### Your objective:
Pictures stay out of your copy, but everything else in the records below must be repeated exactly.

[Point-based annotation data]
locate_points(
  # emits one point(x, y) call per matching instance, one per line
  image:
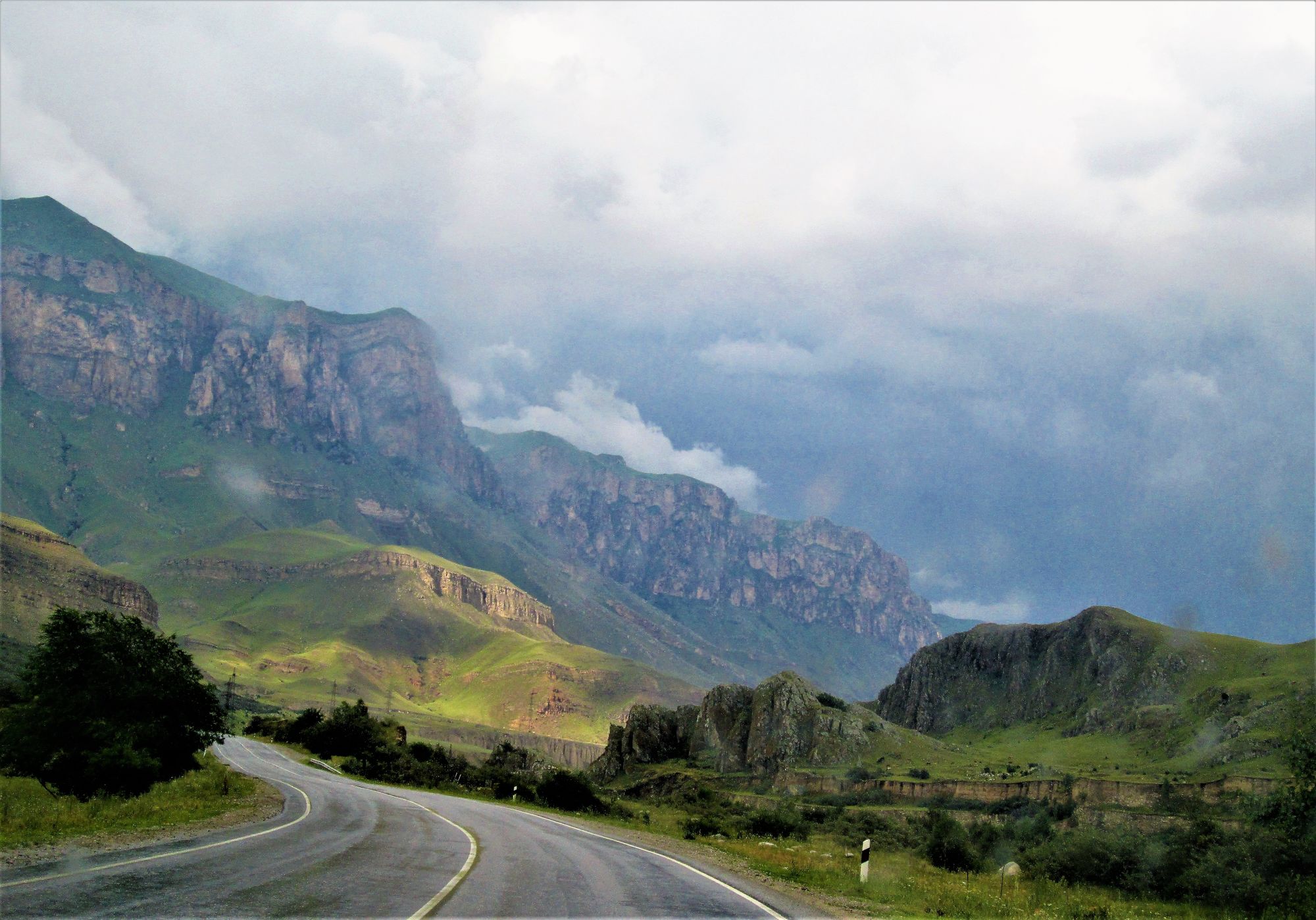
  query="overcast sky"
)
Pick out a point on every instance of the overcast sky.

### The answer:
locate_points(
  # emits one point(x, y) call per matching instance, one per line
  image:
  query="overcast sky"
)
Pick out a point on every instance of the overcast sky.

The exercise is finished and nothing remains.